* EXERCISE AIM *
Gather every line of the material below that contains the word "leaf" and copy each one out in full.
==*==
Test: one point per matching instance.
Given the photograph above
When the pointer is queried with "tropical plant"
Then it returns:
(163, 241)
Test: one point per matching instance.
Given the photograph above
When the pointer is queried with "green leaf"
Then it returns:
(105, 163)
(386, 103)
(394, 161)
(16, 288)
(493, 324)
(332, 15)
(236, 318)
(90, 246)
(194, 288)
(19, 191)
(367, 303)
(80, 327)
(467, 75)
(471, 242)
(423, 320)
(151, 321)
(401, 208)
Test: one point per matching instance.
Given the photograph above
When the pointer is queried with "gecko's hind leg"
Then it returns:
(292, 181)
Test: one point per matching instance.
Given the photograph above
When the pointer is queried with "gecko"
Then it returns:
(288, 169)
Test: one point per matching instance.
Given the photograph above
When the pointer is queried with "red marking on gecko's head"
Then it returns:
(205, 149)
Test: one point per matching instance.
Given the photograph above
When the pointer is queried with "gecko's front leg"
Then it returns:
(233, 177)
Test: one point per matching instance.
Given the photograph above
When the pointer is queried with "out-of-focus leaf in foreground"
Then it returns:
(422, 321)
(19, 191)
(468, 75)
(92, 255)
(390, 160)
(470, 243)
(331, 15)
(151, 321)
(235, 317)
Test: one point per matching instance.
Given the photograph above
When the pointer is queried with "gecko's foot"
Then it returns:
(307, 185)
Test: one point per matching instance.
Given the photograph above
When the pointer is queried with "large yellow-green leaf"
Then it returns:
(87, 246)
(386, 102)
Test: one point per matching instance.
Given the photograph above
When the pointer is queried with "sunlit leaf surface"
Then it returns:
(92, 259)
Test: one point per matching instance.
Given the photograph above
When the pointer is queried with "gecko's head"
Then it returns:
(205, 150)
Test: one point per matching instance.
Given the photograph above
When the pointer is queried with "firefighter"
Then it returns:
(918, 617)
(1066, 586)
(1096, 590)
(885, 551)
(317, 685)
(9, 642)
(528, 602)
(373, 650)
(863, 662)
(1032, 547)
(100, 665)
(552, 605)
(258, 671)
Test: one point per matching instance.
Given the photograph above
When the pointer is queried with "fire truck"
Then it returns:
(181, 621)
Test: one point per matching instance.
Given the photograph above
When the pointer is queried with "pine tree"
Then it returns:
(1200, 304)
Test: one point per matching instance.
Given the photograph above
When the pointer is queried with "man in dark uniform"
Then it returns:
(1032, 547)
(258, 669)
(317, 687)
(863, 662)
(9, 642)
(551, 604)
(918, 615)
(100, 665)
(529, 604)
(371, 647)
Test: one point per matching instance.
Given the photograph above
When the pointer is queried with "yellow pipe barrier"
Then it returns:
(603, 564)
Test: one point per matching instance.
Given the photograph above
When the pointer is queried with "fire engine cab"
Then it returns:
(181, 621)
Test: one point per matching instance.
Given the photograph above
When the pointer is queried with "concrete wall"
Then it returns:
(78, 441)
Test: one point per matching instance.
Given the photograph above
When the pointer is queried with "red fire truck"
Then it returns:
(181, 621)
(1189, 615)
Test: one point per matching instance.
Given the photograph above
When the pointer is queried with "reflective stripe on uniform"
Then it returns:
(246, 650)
==*==
* WORKED SOLUTION *
When the pointer is queried with "green leaf"
When the pointer is queried with "out-of-focus leaf in foreground"
When the pointer is queried with "large yellow-green leaf"
When the pointer is queried with "sunlit leaf surface"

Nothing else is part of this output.